Natural-language object grounding data:
════════

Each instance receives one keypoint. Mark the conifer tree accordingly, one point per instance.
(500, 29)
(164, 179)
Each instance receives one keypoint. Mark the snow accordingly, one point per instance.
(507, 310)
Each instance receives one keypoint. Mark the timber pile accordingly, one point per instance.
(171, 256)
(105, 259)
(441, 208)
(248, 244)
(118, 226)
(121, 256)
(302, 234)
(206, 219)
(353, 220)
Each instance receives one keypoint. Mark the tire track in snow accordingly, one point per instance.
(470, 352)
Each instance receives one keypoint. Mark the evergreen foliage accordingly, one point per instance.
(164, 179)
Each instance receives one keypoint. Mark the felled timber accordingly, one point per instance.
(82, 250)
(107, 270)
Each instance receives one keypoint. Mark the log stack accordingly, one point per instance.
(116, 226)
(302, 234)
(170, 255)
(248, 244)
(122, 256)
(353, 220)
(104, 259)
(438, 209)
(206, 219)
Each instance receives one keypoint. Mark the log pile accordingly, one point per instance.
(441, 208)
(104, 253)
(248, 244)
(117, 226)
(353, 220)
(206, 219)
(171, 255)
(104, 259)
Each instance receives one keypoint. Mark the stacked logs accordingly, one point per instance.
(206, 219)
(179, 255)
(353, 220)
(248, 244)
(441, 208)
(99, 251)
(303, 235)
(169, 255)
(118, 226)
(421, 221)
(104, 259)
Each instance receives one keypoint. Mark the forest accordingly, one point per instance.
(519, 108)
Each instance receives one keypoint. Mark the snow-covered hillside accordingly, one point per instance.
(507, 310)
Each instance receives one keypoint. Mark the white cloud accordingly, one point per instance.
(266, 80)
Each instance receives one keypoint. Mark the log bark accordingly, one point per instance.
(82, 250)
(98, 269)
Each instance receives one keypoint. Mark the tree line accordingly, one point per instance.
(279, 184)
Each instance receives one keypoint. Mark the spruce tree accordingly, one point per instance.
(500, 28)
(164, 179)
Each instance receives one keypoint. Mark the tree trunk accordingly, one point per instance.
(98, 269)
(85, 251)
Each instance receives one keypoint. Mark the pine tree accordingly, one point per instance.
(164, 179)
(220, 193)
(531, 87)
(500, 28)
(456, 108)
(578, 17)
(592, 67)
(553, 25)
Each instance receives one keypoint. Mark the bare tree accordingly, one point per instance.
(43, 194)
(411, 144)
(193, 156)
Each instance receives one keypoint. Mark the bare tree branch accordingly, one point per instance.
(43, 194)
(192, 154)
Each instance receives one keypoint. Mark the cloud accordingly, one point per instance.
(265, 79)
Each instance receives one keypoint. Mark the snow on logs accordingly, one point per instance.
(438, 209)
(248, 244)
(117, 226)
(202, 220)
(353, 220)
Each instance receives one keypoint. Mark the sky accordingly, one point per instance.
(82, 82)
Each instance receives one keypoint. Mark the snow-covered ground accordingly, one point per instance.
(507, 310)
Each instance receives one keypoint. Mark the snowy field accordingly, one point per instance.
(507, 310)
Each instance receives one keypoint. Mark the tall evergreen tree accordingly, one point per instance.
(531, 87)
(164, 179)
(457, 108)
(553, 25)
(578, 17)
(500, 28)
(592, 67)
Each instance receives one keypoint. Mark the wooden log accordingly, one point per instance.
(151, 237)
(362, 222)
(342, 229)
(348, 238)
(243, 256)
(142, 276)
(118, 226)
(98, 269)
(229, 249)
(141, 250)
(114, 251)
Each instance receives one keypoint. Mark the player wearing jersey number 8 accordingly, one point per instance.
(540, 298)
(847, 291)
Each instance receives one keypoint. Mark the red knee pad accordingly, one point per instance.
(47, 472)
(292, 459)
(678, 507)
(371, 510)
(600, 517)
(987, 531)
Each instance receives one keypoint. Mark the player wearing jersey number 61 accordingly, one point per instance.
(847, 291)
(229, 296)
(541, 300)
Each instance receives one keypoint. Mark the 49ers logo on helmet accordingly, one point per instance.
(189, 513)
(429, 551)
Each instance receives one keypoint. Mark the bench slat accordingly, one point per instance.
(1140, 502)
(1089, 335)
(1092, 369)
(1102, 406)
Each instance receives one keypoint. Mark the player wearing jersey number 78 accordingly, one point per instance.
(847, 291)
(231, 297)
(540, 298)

════════

(What the exercise asks)
Having read the entries, output all of them verbatim.

(Answer below)
Each instance receives one keypoint. Mark the conifer tree accordingly, one point per instance.
(500, 29)
(164, 179)
Each instance receives one keypoint. Mark the snow accordingly, one point per instance.
(507, 310)
Each instance receives one keypoint. Mark the timber pile accordingly, one point per instance.
(171, 256)
(105, 259)
(441, 208)
(248, 244)
(118, 226)
(121, 256)
(302, 234)
(206, 219)
(353, 220)
Each instance receives one keypoint. Mark the tire track in snow accordingly, one point per instance.
(470, 352)
Each instance receives one keypoint. Mark the evergreen foliage accordingly, one point per instance.
(164, 179)
Each instance receives one keypoint. Mark the felled timber accordingly, one point per instance.
(82, 250)
(107, 270)
Each instance receives one keypoint. Mark the log stack accordingly, one point per instance.
(116, 226)
(302, 234)
(170, 255)
(248, 244)
(122, 256)
(353, 220)
(104, 259)
(438, 209)
(206, 219)
Each instance receives one keypoint. Mark the log pile accordingly, one point per instance.
(441, 208)
(104, 253)
(248, 244)
(117, 226)
(353, 220)
(206, 219)
(171, 255)
(104, 259)
Each instance receives one keypoint. Mark the stacked logs accordingly, one point per instance.
(206, 219)
(179, 255)
(353, 220)
(248, 244)
(441, 208)
(99, 251)
(303, 235)
(169, 255)
(118, 226)
(421, 221)
(104, 259)
Each instance receives one keypoint. Mark the forest accordingly, one point per instance.
(519, 108)
Each instance receives one keypoint. Mark the snow-covered hillside accordingly, one point per instance.
(507, 310)
Each instance receives one keypoint. Mark the white cloud accordingly, one point per instance.
(266, 80)
Each instance receives one keypoint. Mark the log bark accordingly, one point per instance.
(82, 250)
(98, 269)
Each instance receives one keypoint. Mark the tree line accordingly, one point per instance.
(279, 184)
Each instance receives one keypoint. Mark the spruce tree accordingly, one point per instance.
(500, 28)
(164, 179)
Each instance receives one keypoint. Mark the tree trunk accordingly, one point per instance.
(98, 269)
(85, 251)
Each instance receives one keypoint. Mark the pine tree accordingly, one point per instance.
(164, 179)
(220, 193)
(531, 87)
(500, 28)
(456, 108)
(578, 17)
(592, 67)
(553, 25)
Each instance receives one keypoint. Mark the bare tree accordingly, one point per instance.
(43, 194)
(411, 144)
(193, 156)
Each instance receives one keypoint. Mark the bare tree branch accordingly, one point per instance.
(43, 194)
(192, 154)
Each instance receives one keypoint. Mark the cloud accordingly, one point per instance.
(265, 79)
Each instance receives one keypoint. Mark the snow on logs accordingly, one point per instance.
(438, 209)
(248, 244)
(117, 226)
(202, 220)
(353, 220)
Each instance receives one keypoint. Mark the sky accordingly, one point per instance.
(82, 82)
Each instance receives one keypoint. Mark the snow-covered ground accordingly, one point per instance.
(507, 310)
Each instance receives one keypoint. Mark the snowy field accordingly, one point per instance.
(507, 310)
Each instance receives one keypoint. Mark the tall evergreen tree accordingly, one point per instance.
(531, 87)
(164, 179)
(457, 108)
(553, 25)
(578, 17)
(500, 28)
(592, 67)
Each instance receives one keypoint. Mark the wooden log accordingly, one point per instance.
(151, 237)
(362, 222)
(342, 229)
(348, 238)
(243, 256)
(142, 276)
(118, 226)
(98, 269)
(229, 249)
(141, 250)
(114, 251)
Each instance receives one keypoint. Mark the player wearing jersey number 8 accordingly, one point per instance.
(540, 298)
(847, 291)
Each instance receives one keypoint. Mark the red knee pad accordingly, one point per instance.
(47, 472)
(292, 459)
(678, 507)
(371, 510)
(600, 517)
(987, 531)
Each instance receives one keypoint. Mark the player wearing jersey number 61 accordingly, one point per instance.
(847, 291)
(229, 296)
(541, 300)
Each instance receives one keypoint. Mark the 49ers logo on helmet accordingly, one point per instance.
(189, 513)
(429, 551)
Each instance receives one keypoint. Mark the bench slat accordingly, one point per instance.
(1140, 502)
(1089, 335)
(1092, 369)
(1102, 406)
Each instance receives one keypoint. Mark the player wearing jersey number 78 accordingly, one point per instance.
(847, 291)
(231, 297)
(540, 298)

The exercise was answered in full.